Healthcare professional have a clear cut mandate of enlightening patients with all the relevant information, both desirable and undesirable, concerning a particular medical intervention before the patient can make an informed decision. This is the principle of maleficence and non-maleficence. Therefore, the principle of autonomy facilitates the informed decision making by the patient. In cases when the patient is not in the position to make their health decisions or the advance care directives are being challenged by their relatives, the doctor has the ethical mandate to act in the best interest of the patient after properly addressing the conflicting parties. The process of designing an ADC should involve the doctor so that the patients know the type of document they are signing. For example, patients who wish to receive no resuscitation, no life support, and no organ donation must be exhaustively taken through all the alternative options available and the implications of each one. If this process is clear and procedural, then in case the conflicts like family refusal of withdrawal of life support arise, the doctor has a clearly documented ADC to follow (Pearlman, 2015).

Legal and Professional Frameworks that Guide Health Profession in Australia

Legal and professional framework in Australia has its mandate based on what the Health Practitioner Regulation National Law has outlined. It is in accordance with the National Law in every state. The nursing and midwifery profession is guided by The National Board which has several roles. First, they monitor the general safety of the patients by putting in place measures that allow only ethical and highly qualified nurses and midwives to practice. Secondly, they set the models for enrolment, the ethics, codes and rules of the health care profession. Thirdly, the National Board monitors the healthcare workers who have been enrolled to if they practice within the models of competency and decision-making frameworks as per the National decision making system (Professional bounderies for nurses and midwives, 2015).

[PROBLEM DESCRIPTION]: In the passage on healthcare ethics and Australian professional frameworks, which body guides the nursing and midwifery profession?

[DATA TO EXAMINE]:
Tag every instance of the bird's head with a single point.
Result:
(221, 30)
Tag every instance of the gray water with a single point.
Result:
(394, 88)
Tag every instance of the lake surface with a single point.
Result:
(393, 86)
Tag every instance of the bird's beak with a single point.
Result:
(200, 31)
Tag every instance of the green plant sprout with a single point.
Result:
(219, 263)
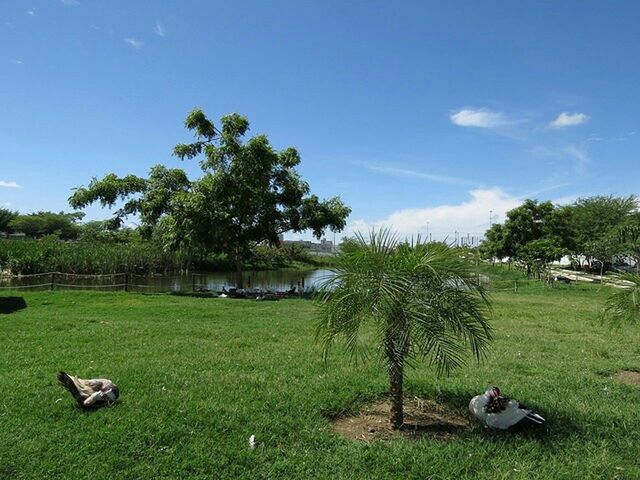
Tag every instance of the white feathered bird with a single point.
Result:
(500, 412)
(89, 393)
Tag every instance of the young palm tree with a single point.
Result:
(421, 297)
(623, 306)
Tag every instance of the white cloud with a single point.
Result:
(471, 216)
(481, 118)
(134, 42)
(420, 175)
(566, 119)
(159, 29)
(577, 153)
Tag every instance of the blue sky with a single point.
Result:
(420, 115)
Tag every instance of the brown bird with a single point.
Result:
(89, 393)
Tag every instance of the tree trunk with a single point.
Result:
(239, 280)
(395, 386)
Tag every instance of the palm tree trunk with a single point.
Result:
(395, 387)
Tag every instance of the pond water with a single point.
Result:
(278, 280)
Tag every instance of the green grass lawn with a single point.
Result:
(198, 376)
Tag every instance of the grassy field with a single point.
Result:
(198, 376)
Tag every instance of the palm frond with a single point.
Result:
(422, 297)
(623, 306)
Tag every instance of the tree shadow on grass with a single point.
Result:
(11, 304)
(443, 415)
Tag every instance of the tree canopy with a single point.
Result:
(594, 228)
(249, 193)
(422, 299)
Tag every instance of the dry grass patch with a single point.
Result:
(628, 377)
(422, 418)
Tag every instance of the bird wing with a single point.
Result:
(79, 388)
(508, 417)
(477, 407)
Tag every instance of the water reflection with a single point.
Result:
(278, 280)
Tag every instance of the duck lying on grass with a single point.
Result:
(89, 393)
(501, 412)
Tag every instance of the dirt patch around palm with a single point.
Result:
(629, 377)
(423, 418)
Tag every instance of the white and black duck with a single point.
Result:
(501, 412)
(89, 393)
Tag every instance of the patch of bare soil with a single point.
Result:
(421, 417)
(629, 377)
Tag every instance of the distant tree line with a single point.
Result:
(591, 231)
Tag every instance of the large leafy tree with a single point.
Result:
(248, 194)
(494, 245)
(594, 219)
(422, 299)
(534, 221)
(629, 236)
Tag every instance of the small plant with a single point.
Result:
(623, 306)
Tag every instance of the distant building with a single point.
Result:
(325, 247)
(13, 236)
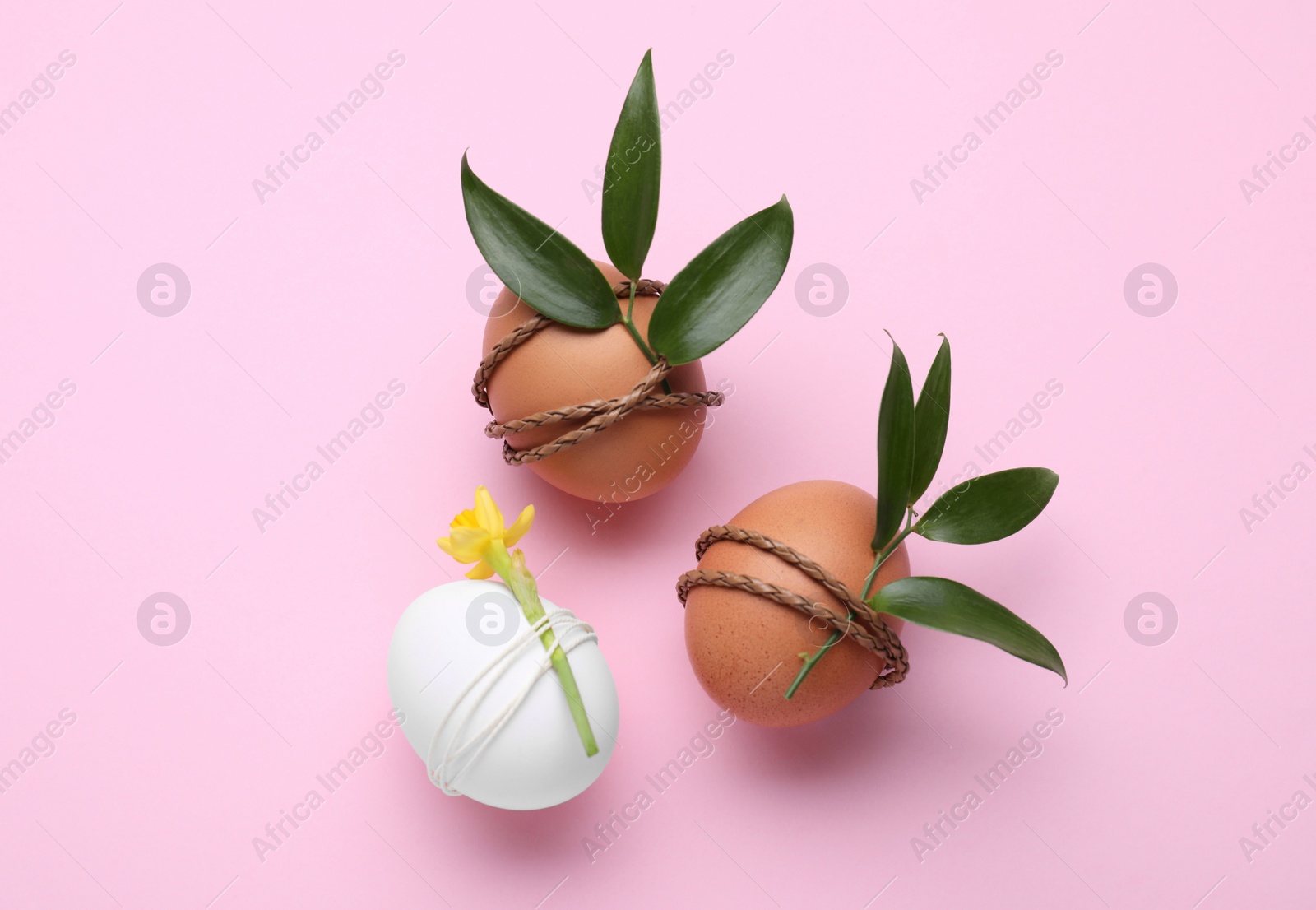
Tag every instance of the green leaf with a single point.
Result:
(540, 265)
(712, 298)
(931, 416)
(632, 177)
(989, 508)
(953, 607)
(895, 448)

[RESULT]: The National Board